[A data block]
- - - - - - -

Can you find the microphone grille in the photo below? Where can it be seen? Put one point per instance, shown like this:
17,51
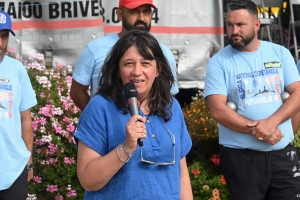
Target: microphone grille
130,90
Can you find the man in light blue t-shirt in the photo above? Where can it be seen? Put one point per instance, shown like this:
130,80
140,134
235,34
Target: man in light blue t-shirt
16,135
134,14
296,118
256,156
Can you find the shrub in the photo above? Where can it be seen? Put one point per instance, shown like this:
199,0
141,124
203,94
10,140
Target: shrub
205,173
54,120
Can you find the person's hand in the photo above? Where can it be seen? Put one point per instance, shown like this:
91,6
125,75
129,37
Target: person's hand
274,137
30,175
264,131
135,129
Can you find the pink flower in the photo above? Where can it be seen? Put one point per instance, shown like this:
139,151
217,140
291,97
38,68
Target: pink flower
37,179
69,161
70,128
58,129
59,198
34,125
43,120
215,159
59,66
223,181
196,171
72,193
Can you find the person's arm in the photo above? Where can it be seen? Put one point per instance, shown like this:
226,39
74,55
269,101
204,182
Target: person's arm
27,136
185,182
295,122
288,109
226,116
94,171
79,94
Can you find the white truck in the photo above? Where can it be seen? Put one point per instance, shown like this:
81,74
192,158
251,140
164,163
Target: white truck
192,29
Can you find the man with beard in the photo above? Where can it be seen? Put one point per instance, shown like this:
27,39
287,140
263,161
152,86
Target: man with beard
134,14
16,136
257,158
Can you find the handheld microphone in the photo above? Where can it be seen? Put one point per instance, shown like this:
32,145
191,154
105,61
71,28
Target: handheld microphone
131,97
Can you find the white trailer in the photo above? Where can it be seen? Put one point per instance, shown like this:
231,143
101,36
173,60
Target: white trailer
192,29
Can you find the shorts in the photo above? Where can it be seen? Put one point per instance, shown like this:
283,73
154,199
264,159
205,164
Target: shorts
257,175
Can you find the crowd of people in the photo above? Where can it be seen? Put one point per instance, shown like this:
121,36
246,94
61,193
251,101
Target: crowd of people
257,158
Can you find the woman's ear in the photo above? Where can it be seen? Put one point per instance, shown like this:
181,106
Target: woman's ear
159,68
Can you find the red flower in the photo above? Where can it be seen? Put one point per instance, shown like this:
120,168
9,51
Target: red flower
215,159
196,171
223,181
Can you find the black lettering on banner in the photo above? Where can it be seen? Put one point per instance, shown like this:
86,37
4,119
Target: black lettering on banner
37,10
11,9
27,9
114,18
53,10
155,15
102,11
75,14
94,7
84,10
66,9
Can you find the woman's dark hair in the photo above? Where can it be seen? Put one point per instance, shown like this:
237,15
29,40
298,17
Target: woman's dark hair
248,5
111,86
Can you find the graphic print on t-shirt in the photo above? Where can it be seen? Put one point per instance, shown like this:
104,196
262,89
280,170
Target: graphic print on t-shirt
259,87
6,98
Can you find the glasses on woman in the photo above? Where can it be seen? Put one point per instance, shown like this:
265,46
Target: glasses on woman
172,160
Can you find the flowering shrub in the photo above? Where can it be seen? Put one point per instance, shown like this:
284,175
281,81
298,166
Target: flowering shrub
54,120
198,120
207,180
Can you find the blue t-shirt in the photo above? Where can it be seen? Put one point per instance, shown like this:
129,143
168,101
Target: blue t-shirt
16,95
102,128
88,68
254,81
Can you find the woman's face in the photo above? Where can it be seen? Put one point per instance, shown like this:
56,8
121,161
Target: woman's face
135,68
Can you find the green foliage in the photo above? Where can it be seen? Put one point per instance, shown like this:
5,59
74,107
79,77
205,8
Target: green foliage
207,180
54,120
199,122
296,141
204,164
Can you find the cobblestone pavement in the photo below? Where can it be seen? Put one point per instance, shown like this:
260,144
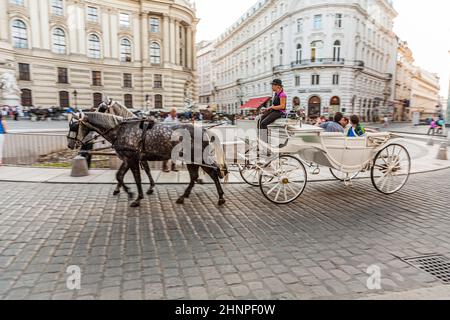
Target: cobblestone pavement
316,248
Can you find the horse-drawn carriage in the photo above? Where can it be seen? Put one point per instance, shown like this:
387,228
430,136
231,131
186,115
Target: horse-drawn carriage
282,175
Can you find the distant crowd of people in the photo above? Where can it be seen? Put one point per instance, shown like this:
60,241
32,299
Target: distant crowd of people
349,126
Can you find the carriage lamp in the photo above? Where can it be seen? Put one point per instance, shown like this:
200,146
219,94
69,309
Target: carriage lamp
75,95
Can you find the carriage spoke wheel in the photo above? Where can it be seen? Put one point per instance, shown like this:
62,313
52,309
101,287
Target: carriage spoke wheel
391,169
283,180
250,170
341,176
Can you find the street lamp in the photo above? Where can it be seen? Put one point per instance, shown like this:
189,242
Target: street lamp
75,95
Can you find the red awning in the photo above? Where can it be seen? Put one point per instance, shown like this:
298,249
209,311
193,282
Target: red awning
255,103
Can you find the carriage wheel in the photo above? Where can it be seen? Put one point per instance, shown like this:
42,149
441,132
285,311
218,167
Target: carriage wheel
283,180
341,176
250,170
391,169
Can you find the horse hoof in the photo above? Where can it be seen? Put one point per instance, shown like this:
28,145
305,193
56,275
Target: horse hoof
135,204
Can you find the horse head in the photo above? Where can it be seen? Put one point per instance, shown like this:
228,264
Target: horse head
77,131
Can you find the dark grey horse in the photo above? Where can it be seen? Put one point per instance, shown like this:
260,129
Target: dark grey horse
112,107
158,145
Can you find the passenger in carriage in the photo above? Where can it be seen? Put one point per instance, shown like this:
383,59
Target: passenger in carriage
276,111
356,130
346,125
333,126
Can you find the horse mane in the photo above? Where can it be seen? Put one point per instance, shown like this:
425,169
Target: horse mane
121,111
105,119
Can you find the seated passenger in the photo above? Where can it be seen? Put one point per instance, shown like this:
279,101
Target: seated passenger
356,130
346,124
333,126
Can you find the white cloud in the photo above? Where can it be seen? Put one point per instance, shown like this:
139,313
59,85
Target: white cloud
424,24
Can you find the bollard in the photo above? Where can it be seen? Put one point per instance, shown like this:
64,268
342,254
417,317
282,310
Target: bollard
114,163
442,154
79,167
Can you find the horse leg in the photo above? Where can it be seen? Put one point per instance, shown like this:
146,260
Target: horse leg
149,175
193,174
120,178
137,178
215,177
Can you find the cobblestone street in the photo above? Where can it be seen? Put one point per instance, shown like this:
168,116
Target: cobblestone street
317,247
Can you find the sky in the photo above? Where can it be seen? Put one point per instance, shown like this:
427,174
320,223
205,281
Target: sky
425,25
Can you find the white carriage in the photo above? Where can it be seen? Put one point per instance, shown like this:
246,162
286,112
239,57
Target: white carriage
282,176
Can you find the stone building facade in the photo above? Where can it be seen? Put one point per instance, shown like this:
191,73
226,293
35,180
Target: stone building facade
331,56
66,52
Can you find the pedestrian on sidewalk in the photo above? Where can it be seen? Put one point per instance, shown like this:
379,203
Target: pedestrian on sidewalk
172,118
3,131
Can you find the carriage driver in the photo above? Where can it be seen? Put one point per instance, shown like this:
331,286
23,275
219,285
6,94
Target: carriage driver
276,111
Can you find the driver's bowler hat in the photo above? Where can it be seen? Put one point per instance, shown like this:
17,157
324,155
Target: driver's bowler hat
277,82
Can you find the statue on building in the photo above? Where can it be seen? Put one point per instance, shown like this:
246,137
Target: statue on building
10,91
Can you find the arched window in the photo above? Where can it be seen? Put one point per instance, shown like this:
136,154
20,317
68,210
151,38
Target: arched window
316,51
158,101
59,41
337,51
64,99
97,99
26,97
314,106
128,100
19,34
94,50
335,101
299,53
155,53
125,50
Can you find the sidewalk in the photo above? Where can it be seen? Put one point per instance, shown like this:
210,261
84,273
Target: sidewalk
423,160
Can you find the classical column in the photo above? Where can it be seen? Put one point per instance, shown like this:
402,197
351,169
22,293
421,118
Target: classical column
106,41
4,28
177,43
113,23
81,30
166,39
144,37
172,41
193,48
72,21
45,28
34,24
189,51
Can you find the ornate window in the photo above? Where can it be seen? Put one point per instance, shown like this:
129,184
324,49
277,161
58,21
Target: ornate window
19,34
94,50
125,50
155,53
298,53
59,41
64,99
158,101
128,99
337,51
17,2
154,25
57,7
316,50
27,99
92,14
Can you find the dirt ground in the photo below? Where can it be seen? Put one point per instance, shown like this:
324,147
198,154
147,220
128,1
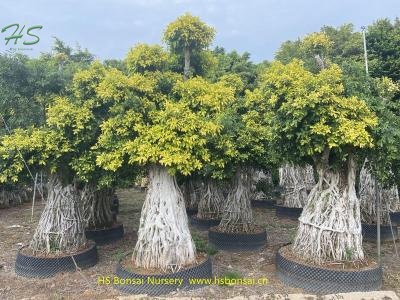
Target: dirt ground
16,229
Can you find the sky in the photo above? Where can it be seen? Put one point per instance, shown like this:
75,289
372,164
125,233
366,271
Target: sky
108,28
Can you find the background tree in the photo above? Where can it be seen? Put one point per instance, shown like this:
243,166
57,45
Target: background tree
188,35
383,41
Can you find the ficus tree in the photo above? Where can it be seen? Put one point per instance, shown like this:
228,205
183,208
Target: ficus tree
239,148
310,119
379,174
63,146
162,123
60,227
187,35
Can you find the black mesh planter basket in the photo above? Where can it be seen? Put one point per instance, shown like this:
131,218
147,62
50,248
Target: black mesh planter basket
42,267
369,232
237,241
106,235
150,285
395,217
327,281
191,211
263,203
203,224
292,213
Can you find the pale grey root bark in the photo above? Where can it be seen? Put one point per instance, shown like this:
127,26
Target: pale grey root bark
186,68
390,201
330,225
96,206
191,190
211,200
296,182
237,215
164,240
195,188
259,176
14,197
61,227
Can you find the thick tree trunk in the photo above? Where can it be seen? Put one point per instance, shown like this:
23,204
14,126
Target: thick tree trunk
164,239
61,226
330,225
211,200
97,206
296,182
195,187
367,189
237,215
186,69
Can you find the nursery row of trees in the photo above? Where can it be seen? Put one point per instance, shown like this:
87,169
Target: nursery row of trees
194,118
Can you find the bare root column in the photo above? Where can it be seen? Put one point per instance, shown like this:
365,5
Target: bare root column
191,190
194,189
97,206
296,182
164,239
61,226
237,215
330,225
211,201
367,189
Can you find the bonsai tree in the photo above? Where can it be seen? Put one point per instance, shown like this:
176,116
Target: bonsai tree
61,227
380,172
311,120
63,147
240,146
97,186
188,34
162,123
296,182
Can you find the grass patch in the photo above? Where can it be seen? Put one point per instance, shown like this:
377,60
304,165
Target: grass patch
202,244
230,276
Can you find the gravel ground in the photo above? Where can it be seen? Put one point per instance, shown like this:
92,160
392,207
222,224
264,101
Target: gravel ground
16,229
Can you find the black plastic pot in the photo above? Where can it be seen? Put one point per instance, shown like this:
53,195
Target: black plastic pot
191,211
42,267
237,241
395,217
369,232
292,213
106,235
327,281
144,284
203,224
264,203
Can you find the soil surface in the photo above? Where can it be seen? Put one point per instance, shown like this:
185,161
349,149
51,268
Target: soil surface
17,228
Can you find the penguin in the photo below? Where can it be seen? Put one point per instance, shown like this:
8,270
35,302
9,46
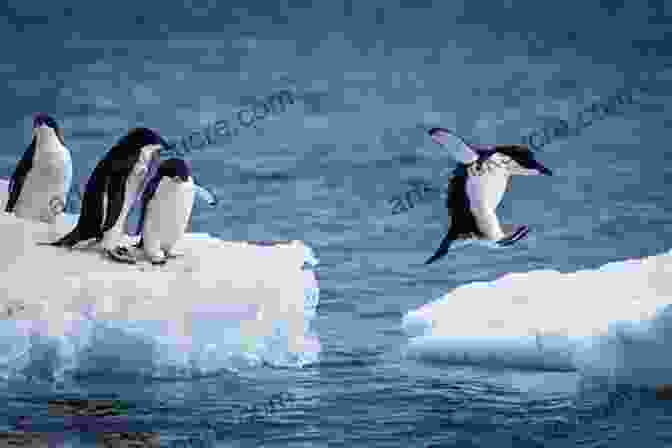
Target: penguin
167,203
42,178
113,189
476,188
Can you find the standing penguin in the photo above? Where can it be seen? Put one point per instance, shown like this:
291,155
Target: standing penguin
113,188
167,203
477,186
41,180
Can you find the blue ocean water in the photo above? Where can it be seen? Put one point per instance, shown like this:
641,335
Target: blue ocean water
369,79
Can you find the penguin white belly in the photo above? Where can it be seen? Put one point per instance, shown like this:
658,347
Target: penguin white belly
113,237
167,216
43,183
485,192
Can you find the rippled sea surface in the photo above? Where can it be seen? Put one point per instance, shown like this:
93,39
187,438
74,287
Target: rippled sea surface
369,78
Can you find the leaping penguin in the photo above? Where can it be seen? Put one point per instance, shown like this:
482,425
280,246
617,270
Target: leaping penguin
477,186
114,187
41,180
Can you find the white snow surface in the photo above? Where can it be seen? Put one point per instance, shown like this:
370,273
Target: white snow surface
221,305
613,322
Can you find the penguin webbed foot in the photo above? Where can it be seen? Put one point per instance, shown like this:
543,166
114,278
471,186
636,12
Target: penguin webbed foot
121,254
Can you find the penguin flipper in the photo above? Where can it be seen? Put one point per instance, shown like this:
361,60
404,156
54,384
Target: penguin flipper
91,216
147,195
19,176
116,193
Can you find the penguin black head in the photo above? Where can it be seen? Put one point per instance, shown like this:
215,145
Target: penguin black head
524,158
128,151
42,120
177,169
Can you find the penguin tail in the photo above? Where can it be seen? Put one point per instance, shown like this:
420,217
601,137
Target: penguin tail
443,248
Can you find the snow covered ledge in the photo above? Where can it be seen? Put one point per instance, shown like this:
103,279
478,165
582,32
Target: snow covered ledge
614,321
219,301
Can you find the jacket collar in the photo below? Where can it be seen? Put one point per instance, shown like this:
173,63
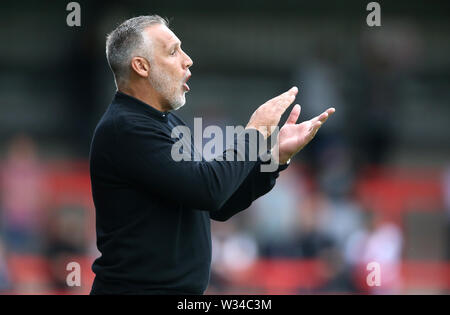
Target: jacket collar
142,107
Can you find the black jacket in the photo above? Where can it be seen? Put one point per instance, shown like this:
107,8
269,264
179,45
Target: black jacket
152,213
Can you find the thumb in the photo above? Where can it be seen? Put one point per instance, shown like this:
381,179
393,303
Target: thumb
293,116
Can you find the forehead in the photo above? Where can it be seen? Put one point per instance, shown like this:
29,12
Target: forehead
161,36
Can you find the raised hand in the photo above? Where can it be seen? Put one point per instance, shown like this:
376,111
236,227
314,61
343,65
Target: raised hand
268,114
293,137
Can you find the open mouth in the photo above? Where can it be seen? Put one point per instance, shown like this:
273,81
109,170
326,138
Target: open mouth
185,86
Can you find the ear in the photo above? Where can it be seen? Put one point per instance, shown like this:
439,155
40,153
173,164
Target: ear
140,66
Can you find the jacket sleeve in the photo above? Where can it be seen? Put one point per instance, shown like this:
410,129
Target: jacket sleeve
143,157
255,185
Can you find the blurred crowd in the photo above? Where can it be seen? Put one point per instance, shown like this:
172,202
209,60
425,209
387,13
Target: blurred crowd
359,193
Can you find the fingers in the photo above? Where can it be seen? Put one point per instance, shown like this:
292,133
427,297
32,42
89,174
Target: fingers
318,121
293,116
324,116
283,101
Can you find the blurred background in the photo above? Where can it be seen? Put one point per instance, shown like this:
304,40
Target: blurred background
373,186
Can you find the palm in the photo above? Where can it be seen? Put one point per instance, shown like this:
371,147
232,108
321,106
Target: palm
293,137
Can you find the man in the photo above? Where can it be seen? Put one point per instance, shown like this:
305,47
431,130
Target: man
153,213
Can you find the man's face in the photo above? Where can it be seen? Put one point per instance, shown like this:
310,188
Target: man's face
169,66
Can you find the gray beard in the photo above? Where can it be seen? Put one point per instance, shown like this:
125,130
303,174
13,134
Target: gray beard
162,83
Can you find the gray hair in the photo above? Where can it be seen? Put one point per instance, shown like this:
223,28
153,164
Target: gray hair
128,41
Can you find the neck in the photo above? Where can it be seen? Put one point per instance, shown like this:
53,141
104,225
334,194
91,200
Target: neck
145,94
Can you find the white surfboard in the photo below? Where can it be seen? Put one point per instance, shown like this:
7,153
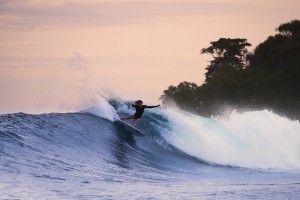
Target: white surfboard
130,128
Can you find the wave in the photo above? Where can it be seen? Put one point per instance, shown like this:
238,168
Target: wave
175,141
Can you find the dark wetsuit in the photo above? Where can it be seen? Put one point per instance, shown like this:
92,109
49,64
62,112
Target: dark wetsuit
140,110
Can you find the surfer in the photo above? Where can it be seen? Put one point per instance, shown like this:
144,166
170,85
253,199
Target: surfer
139,110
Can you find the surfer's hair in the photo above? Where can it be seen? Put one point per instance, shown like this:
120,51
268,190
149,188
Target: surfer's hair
139,102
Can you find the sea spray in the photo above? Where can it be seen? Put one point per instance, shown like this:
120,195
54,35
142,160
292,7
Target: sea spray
258,139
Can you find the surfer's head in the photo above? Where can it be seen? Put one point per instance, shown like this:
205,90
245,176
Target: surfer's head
139,102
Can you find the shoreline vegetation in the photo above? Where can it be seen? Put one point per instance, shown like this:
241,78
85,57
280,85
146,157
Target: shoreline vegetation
267,78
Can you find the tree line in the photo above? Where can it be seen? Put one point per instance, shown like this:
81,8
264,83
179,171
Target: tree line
267,78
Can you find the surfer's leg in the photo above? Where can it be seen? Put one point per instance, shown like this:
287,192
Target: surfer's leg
128,117
135,121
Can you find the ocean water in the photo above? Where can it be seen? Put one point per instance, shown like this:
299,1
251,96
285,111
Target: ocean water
86,155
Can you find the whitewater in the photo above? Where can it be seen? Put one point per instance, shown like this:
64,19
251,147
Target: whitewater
86,155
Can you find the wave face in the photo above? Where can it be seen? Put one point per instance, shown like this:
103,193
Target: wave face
87,155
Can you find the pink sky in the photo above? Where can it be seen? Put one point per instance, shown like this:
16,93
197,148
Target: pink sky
133,48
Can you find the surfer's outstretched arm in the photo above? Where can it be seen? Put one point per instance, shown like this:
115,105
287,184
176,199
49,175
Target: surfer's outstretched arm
128,117
152,106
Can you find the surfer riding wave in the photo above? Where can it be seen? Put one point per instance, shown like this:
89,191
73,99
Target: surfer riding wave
139,110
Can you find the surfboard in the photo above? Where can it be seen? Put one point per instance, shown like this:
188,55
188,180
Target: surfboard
129,128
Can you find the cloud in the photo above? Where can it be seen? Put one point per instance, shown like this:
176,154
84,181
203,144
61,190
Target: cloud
37,13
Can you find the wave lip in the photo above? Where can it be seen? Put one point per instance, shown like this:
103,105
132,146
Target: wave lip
260,139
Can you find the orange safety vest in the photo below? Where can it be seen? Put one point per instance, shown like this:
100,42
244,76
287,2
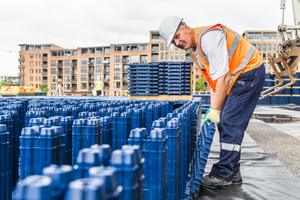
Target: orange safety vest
242,56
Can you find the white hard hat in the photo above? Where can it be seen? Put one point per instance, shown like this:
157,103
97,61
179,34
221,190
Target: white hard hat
168,28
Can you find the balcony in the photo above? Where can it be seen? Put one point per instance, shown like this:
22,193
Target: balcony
155,49
188,58
154,58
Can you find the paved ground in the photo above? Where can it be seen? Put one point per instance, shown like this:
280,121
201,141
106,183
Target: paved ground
280,138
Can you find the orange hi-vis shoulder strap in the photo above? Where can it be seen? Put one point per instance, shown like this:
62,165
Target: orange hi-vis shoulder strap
242,56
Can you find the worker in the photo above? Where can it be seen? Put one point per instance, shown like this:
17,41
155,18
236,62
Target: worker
98,87
235,72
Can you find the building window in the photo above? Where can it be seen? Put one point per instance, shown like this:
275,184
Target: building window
53,71
162,47
161,56
53,79
259,47
106,77
83,86
117,85
143,47
172,47
99,77
117,59
53,87
134,58
67,62
67,78
167,56
181,56
268,36
264,56
107,50
98,69
53,63
117,68
67,70
83,77
83,69
254,35
98,60
83,61
67,86
269,47
117,76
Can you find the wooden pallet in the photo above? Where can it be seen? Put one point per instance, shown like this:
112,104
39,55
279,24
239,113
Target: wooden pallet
164,98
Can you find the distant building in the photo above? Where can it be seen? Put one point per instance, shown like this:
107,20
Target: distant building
13,78
267,43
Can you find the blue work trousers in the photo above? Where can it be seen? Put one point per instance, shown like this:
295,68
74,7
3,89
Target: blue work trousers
236,112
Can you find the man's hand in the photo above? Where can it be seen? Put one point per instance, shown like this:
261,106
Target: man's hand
212,115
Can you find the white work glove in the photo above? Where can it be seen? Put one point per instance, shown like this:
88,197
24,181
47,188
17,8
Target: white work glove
212,115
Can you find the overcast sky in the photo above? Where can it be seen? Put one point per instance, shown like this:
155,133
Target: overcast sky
82,23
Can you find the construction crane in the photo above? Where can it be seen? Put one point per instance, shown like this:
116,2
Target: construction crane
286,64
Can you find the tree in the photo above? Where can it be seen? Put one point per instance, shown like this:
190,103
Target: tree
43,88
6,81
200,84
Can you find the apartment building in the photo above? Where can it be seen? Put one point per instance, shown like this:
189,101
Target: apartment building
78,69
267,43
12,78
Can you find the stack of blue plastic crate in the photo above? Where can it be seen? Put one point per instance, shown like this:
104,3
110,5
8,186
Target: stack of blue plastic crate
143,79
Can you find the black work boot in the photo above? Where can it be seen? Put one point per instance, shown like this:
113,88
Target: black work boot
237,178
213,182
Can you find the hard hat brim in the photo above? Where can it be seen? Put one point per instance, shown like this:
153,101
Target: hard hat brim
170,39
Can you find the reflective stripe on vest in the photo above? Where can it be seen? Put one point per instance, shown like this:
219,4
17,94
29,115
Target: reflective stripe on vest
246,58
231,147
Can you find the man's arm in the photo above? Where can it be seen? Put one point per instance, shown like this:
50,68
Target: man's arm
217,97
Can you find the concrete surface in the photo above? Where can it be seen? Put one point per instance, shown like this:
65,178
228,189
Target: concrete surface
282,139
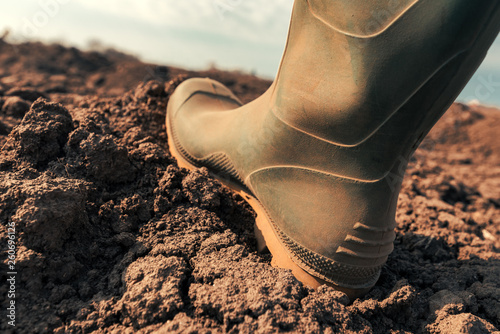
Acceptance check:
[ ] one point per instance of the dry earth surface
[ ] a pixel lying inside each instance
(112, 237)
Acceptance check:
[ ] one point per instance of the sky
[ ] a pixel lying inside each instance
(248, 35)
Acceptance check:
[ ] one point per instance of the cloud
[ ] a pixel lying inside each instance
(256, 20)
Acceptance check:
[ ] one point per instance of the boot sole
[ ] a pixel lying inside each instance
(264, 231)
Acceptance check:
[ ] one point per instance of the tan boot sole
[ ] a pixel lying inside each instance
(264, 232)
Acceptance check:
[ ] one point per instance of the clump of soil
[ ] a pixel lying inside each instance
(112, 236)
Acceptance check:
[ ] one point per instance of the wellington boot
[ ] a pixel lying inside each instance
(321, 155)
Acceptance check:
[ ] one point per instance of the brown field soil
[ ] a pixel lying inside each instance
(112, 237)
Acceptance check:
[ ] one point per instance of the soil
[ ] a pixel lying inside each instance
(112, 237)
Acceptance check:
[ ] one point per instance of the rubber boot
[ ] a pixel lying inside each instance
(321, 155)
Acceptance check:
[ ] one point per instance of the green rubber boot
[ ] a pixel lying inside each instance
(321, 155)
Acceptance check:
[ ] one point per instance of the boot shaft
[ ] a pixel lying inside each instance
(370, 58)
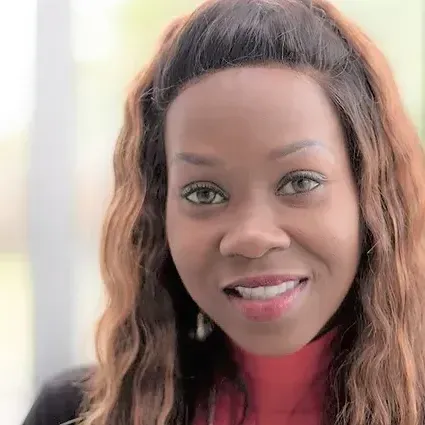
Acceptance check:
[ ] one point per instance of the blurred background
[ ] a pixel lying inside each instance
(65, 68)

- - - - - - -

→ GIVEN INSTRUCTION: How many lines in the records above contain the string "cloud"? Matching is case-sensitive; reply with the number only.

→ RESULT FOR THIS EXERCISE: 5